◆ **TAREAS POR RESOLVER**:
A. Indica si cada afirmación coincide con el relato sobre la radio y los primeros discos. Responde sí o no y cita las palabras del relato que lo deciden. (i) El abuelo se mudó a la isla al jubilarse. (ii) El primer disco pedido de regalo fue para el cumpleaños número doce. (iii) La isla de los abuelos se llamaba "La mimosa".
B. Enumera todos los músicos y grupos que, según el relato sobre la radio y los primeros discos, se escucharon por radio.
C. Continúa el relato sobre la radio y los primeros discos a partir de su última oración.

◆ **FRAGMENTO DEL DOCUMENTO**:
+---+

Algunas veces me sumergía en el combinado, que poseía capacidad de “onda corta”, con lo cual, girando una perilla y luego otra, captaba emisiones de otros lugares que, por el ruido blanco, las interferencias, los “alejamientos” estaban realmente lejos, venían una vez más desde otros mundos (otros “húngaros” a seguir descifrando, elongando el oído al interior de la escucha). Enloquecí una vez muy precisa con músicos cuyos nombres recién conocería años más tarde: Caetano Veloso, Chico Buarque, Os Mutantes. Otra vez, con la Spika en el muelle (mis abuelos tenían una isla en el delta del Tigre, en el Canal Arias, llamada “La mimosa”, y ése fue el otro ámbito fermental de mi exploración, mis otros veranos o largos fines de semana; mi abuelo se fue a vivir ahí una vez jubilado, “bajando” poco a la ciudad, a cobrar, tal vez, su jubilación, por eso aquel día que lo vi subir al colectivo cobró, también, tanto relieve, pues lo veía más en la isla, él era la isla) deliré con un largo programa que nunca más pude volver a encontrar, dedicado a pasar lo primero de La Pesada del Rock and Roll y de Pappo’s Blues (claramente 1970). Meses antes, el primer disco que pedí de regalo para mi cumpleaños diez fue “Almendra”, que había salido a la venta hacía apenas unas semanas (en enero, chequeo). Debo haberlo escuchado centenares de veces. Después, todo lo que siguió.

+---+

◆ **SECCIÓN DE DATOS**:
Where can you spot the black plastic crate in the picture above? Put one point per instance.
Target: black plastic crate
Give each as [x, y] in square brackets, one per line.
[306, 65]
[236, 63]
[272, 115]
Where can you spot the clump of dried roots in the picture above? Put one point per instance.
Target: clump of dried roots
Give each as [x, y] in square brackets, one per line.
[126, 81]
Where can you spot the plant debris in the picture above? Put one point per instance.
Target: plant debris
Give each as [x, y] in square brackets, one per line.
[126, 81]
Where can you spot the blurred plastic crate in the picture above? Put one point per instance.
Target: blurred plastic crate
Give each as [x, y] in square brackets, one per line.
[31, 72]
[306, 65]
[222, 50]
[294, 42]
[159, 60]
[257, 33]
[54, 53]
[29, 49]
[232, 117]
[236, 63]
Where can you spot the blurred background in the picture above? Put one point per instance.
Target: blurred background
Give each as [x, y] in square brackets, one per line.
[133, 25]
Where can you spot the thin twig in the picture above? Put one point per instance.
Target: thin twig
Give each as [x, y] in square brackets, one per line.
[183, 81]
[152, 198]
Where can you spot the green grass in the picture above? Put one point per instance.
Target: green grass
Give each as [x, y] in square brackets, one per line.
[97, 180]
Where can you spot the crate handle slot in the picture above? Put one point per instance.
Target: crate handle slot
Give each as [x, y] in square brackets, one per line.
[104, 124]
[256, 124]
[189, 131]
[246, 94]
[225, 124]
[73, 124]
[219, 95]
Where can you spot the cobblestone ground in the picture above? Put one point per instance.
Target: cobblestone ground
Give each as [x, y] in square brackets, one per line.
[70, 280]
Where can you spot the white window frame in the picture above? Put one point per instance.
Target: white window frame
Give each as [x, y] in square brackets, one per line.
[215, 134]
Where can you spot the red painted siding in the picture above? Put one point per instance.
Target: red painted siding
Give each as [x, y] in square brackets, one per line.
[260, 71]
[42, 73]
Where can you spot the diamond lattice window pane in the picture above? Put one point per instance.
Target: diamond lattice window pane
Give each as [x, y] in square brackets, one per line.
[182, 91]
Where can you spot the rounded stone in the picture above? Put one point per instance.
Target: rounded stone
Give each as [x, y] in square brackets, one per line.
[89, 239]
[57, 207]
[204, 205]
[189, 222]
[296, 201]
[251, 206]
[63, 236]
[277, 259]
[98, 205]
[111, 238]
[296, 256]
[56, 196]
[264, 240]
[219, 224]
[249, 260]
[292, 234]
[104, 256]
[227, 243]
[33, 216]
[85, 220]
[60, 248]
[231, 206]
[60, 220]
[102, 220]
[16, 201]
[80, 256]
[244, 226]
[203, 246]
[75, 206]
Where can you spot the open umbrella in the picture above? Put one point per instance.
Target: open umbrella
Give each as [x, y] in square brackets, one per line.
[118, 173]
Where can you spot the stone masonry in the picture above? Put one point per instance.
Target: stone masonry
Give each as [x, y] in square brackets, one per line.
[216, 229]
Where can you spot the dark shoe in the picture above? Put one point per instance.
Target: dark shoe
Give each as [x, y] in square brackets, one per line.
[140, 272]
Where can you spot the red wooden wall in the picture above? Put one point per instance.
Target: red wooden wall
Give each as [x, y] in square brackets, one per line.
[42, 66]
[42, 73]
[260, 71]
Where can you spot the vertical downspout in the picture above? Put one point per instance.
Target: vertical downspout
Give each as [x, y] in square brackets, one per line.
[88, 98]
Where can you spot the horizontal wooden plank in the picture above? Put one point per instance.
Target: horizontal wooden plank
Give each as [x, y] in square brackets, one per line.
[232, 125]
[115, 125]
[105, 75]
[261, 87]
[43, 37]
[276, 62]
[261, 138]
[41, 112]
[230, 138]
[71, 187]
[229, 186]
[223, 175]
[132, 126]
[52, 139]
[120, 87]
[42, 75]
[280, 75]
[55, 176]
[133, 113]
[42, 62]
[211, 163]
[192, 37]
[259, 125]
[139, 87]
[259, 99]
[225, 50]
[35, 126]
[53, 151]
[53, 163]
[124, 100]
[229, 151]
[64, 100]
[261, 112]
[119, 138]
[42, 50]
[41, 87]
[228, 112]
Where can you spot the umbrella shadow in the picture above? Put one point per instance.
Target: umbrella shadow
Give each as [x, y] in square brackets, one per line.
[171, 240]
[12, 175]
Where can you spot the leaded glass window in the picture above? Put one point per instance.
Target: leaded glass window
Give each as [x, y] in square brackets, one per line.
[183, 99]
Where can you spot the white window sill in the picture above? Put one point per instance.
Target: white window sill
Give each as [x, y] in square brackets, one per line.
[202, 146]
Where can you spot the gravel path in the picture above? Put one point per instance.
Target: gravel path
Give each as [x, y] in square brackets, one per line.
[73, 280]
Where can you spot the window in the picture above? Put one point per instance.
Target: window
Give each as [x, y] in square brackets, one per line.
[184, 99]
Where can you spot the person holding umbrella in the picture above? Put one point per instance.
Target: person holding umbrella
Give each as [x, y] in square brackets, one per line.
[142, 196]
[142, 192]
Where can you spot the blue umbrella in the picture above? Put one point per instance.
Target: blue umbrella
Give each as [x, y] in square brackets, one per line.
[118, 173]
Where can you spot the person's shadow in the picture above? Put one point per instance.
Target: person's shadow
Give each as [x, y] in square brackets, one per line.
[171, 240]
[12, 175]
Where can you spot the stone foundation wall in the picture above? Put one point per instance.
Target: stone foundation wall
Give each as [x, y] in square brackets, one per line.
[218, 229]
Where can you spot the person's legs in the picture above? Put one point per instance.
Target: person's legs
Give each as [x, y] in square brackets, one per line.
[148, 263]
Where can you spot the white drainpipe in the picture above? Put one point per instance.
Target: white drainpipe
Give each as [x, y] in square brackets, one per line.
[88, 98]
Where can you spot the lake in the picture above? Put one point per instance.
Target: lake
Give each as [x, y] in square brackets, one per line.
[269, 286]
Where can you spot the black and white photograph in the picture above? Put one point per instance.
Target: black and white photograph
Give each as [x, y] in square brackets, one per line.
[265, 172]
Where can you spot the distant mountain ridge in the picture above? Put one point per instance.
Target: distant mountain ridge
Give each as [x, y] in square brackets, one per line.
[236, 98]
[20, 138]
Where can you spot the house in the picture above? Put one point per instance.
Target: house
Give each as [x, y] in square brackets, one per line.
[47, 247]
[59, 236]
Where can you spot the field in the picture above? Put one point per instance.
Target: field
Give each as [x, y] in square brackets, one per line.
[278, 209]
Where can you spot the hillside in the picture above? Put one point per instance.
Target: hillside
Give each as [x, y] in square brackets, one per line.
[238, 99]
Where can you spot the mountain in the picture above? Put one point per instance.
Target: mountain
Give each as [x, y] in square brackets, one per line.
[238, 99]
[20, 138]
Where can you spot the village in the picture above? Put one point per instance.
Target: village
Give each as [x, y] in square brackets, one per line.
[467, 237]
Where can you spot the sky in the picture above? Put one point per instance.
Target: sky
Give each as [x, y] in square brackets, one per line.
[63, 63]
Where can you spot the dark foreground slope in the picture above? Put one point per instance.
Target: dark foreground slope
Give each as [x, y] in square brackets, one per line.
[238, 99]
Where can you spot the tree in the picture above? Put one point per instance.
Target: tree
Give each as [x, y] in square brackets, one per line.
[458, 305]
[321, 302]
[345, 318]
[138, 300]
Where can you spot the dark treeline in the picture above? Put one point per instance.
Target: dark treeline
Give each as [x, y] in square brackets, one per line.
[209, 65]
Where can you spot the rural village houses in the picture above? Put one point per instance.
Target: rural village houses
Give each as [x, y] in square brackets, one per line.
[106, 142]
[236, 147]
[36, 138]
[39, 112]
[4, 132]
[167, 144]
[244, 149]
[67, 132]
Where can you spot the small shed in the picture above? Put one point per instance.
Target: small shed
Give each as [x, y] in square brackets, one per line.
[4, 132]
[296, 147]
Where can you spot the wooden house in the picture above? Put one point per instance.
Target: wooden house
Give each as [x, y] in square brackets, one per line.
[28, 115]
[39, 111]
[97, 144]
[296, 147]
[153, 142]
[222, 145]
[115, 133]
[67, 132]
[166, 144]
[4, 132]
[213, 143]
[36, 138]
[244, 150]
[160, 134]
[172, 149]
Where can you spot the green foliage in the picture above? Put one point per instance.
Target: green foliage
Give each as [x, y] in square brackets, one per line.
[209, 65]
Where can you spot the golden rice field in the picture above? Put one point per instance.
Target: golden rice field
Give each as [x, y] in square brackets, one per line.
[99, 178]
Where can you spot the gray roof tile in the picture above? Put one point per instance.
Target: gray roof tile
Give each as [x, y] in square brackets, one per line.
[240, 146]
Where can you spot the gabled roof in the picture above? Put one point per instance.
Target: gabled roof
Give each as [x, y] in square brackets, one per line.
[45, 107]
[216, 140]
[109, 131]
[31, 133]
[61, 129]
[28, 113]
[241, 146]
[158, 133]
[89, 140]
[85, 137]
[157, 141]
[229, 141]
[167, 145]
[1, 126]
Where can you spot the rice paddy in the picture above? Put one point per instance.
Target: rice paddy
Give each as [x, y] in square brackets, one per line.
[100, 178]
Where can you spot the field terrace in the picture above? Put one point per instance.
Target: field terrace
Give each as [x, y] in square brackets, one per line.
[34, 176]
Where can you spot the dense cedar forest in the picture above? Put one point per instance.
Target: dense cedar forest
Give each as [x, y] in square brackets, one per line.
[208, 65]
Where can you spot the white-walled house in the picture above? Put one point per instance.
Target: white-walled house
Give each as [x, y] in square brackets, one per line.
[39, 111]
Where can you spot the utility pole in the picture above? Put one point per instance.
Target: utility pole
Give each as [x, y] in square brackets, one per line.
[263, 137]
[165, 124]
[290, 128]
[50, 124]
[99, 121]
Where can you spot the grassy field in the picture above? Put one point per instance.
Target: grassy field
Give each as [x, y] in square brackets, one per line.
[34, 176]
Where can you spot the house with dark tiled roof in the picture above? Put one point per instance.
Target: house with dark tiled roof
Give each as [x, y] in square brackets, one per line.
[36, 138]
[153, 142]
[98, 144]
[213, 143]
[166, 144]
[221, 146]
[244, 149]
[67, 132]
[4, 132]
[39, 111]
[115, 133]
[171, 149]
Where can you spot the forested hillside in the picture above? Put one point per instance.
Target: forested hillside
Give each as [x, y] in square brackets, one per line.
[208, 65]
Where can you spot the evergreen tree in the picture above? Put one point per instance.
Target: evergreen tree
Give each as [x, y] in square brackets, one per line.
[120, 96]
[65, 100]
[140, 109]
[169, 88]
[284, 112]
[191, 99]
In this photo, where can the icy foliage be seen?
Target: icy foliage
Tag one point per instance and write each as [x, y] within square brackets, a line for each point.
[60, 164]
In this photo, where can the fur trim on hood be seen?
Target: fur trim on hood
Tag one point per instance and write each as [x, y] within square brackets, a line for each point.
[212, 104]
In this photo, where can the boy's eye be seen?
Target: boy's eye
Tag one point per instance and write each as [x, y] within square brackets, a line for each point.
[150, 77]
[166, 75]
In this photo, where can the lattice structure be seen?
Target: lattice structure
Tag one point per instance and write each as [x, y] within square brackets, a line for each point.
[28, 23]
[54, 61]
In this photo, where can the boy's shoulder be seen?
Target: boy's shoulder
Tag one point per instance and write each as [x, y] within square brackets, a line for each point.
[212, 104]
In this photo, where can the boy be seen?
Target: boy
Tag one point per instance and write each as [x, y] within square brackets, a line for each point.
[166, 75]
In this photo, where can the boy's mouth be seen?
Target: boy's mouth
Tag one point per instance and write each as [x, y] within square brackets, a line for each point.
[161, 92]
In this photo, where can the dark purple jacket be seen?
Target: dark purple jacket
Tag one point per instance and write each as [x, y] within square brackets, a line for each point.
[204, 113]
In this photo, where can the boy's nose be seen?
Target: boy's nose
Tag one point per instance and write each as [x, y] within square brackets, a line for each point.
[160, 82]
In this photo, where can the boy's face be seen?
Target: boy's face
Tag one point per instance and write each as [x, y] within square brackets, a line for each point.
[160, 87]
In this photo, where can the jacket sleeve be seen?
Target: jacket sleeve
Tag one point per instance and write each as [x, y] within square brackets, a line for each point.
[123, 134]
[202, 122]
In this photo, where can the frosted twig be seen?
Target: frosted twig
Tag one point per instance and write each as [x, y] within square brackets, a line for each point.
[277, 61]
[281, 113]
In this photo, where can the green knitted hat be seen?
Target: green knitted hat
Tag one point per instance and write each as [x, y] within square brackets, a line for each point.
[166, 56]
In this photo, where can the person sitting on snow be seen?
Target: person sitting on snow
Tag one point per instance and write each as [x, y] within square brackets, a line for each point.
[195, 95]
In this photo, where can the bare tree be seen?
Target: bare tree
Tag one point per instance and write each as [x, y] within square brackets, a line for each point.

+---+

◆ **RESPUESTAS POR TAREA**:
A.
(i) Sí: "mi abuelo se fue a vivir ahí una vez jubilado".
(ii) No: "el primer disco que pedí de regalo para mi cumpleaños diez fue “Almendra”".
(iii) Sí: "llamada “La mimosa”".

B.
- Caetano Veloso
- Chico Buarque
- Os Mutantes
- La Pesada del Rock and Roll
- Pappo's Blues

C.
Cambié seis veces de “institución” a lo largo de toda la escolaridad. Bastante integrado de chico, en la secundaria me empezó a costar de golpe hacer amigos. Una timidez repentina e irrevocable arreció y mi posición de romántico enamoradizo devino más platónica aun. Cierto que me enamoraba perdidamente por un tiempo de distintas compañeras de clase, aunque con algunas admitía un honesto fervor erótico, pero nunca, si no malamente, se enteraban ni se daban por enteradas.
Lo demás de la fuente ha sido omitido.